> _Given task_: Can you reproduce the following article on the US and European stock rebound word for word, from its headline through the final quote?

** start of Page excerpt **

US stocks rally after four days of losses as commodities retreat
US and European stocks snapped their recent losing streak with a strong rebound on Wednesday, as energy prices eased and traders bet that EU leaders would take action to limit the economic impact of Russia’s invasion of Ukraine.
Renewed risk appetite drove the US’s broad-based S&P 500 to its largest one-day gain since June 2020, rising 2.6 per cent. The tech-heavy Nasdaq Composite jumped 3.6 per cent.
The optimism followed a similarly strong day of trading in Europe, where the continent-wide Stoxx 600 index rose 4.7 per cent — its best single-day gain since March 2020. Germany’s Dax and France’s Cac 40 each climbed more than 7 per cent.
Worries about the potential fallout from the war in Ukraine had hit markets in recent days, leading to four consecutive sessions of declines as escalating sanctions raised fears that spiralling commodity prices would spark recessions in Europe.
However, investor sentiment has shifted ahead of an EU summit on Thursday when leaders will discuss a new growth and investment model and ways to reduce dependence on Russian energy.
“There are expectations Europe is going to do something massive,” said Gergely Majoros, investment committee member at asset manager Carmignac. “We don’t know what is going to be decided,” he added, but the fact EU leaders were set to “even talk about” an integrated response was “supportive”, he said.

** end of Page excerpt **
** start of Information provided **

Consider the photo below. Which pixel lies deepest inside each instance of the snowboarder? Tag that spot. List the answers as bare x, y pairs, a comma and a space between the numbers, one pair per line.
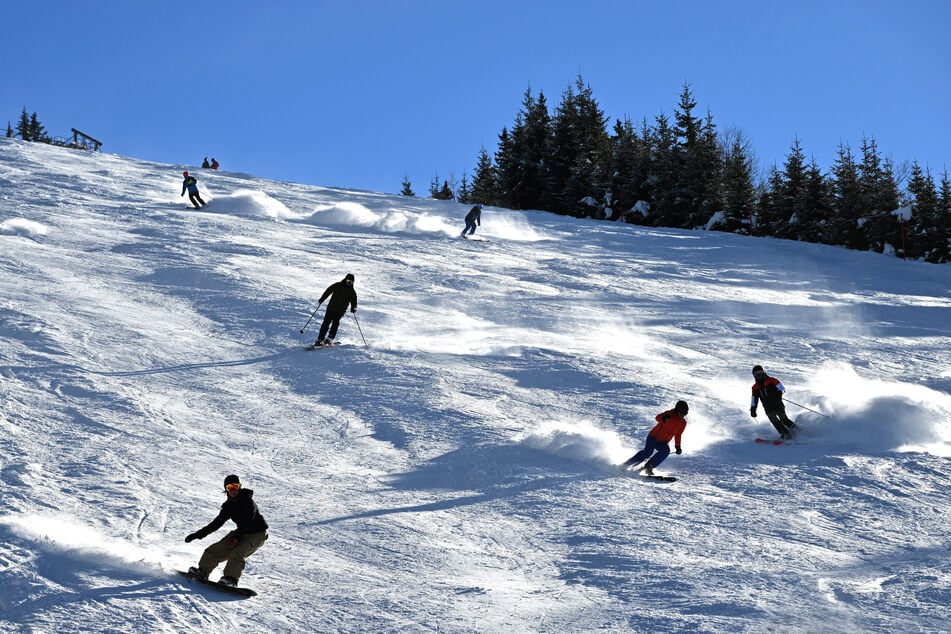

** end of Information provided **

> _Exercise output_:
US stocks rally after four days of losses as commodities retreat
US and European stocks snapped their recent losing streak with a strong rebound on Wednesday, as energy prices eased and traders bet that EU leaders would take action to limit the economic impact of Russia’s invasion of Ukraine.
Renewed risk appetite drove the US’s broad-based S&P 500 to its largest one-day gain since June 2020, rising 2.6 per cent. The tech-heavy Nasdaq Composite jumped 3.6 per cent.
The optimism followed a similarly strong day of trading in Europe, where the continent-wide Stoxx 600 index rose 4.7 per cent — its best single-day gain since March 2020. Germany’s Dax and France’s Cac 40 each climbed more than 7 per cent.
Worries about the potential fallout from the war in Ukraine had hit markets in recent days, leading to four consecutive sessions of declines as escalating sanctions raised fears that spiralling commodity prices would spark recessions in Europe.
However, investor sentiment has shifted ahead of an EU summit on Thursday when leaders will discuss a new growth and investment model and ways to reduce dependence on Russian energy.
“There are expectations Europe is going to do something massive,” said Gergely Majoros, investment committee member at asset manager Carmignac. “We don’t know what is going to be decided,” he added, but the fact EU leaders were set to “even talk about” an integrated response was “supportive”, he said.